TO BE DONE - List every line of the material below that contains the string "smoke", reproducing each such line in full.

__________

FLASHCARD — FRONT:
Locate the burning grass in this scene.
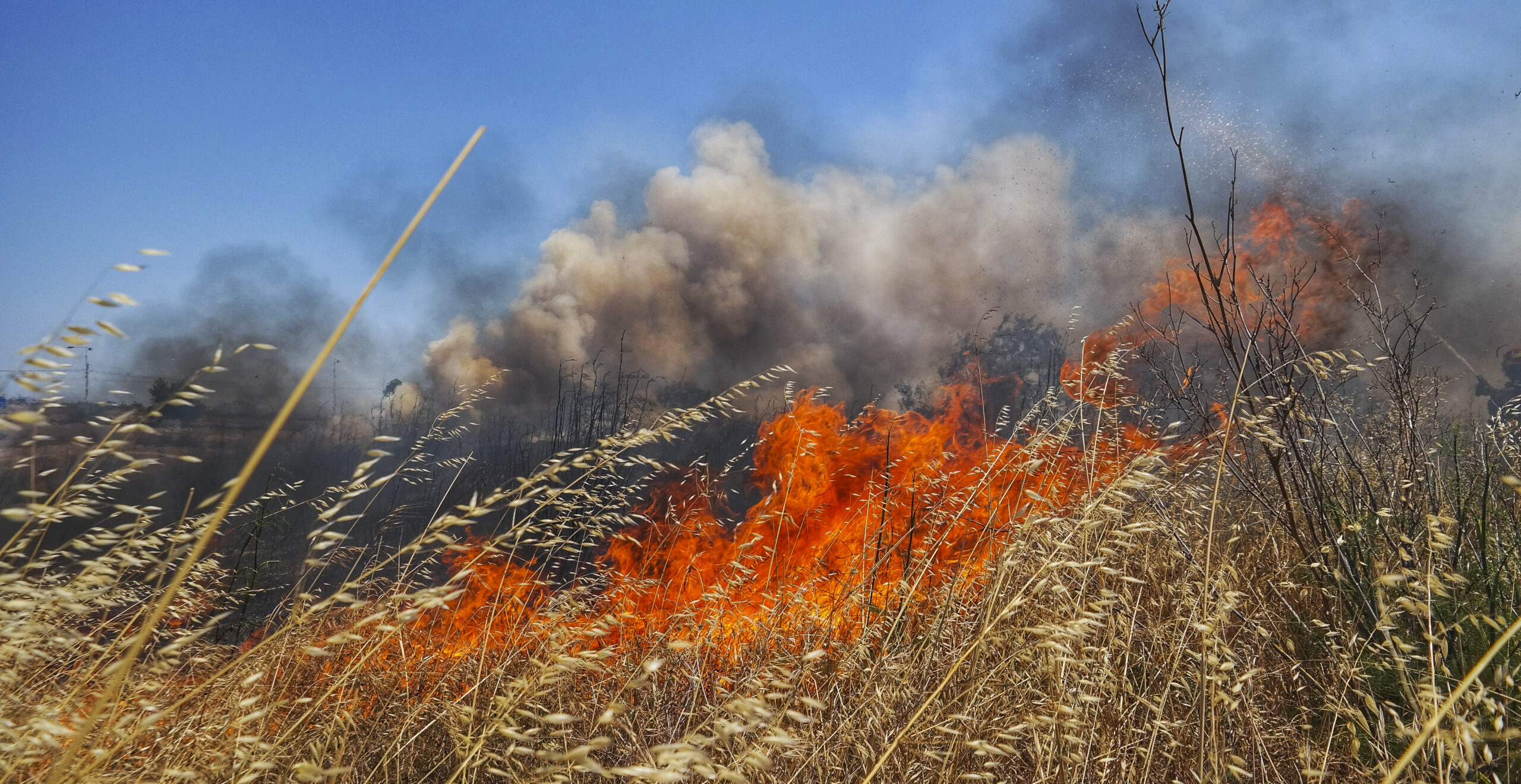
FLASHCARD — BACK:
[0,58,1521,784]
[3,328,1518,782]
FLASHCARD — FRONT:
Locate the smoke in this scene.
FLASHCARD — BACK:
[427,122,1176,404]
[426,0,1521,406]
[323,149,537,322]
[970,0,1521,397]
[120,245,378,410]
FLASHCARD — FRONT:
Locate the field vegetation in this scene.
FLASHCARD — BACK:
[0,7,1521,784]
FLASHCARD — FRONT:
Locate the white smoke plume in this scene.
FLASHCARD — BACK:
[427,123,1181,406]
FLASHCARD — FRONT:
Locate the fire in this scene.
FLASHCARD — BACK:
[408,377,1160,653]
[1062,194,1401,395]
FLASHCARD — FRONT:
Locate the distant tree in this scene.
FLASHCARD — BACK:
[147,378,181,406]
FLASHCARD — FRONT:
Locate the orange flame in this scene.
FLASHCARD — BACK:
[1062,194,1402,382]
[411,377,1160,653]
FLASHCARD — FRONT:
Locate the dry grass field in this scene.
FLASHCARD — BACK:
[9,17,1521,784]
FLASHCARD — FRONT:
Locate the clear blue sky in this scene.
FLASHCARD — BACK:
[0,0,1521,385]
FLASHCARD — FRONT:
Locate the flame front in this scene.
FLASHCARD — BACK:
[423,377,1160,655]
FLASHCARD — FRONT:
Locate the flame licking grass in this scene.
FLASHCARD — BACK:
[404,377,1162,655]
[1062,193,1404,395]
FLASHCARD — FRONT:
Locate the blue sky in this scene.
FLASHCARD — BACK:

__________

RIGHT ANSWER -
Locate the smoke in this scene.
Locate the white smoke plume in this scene.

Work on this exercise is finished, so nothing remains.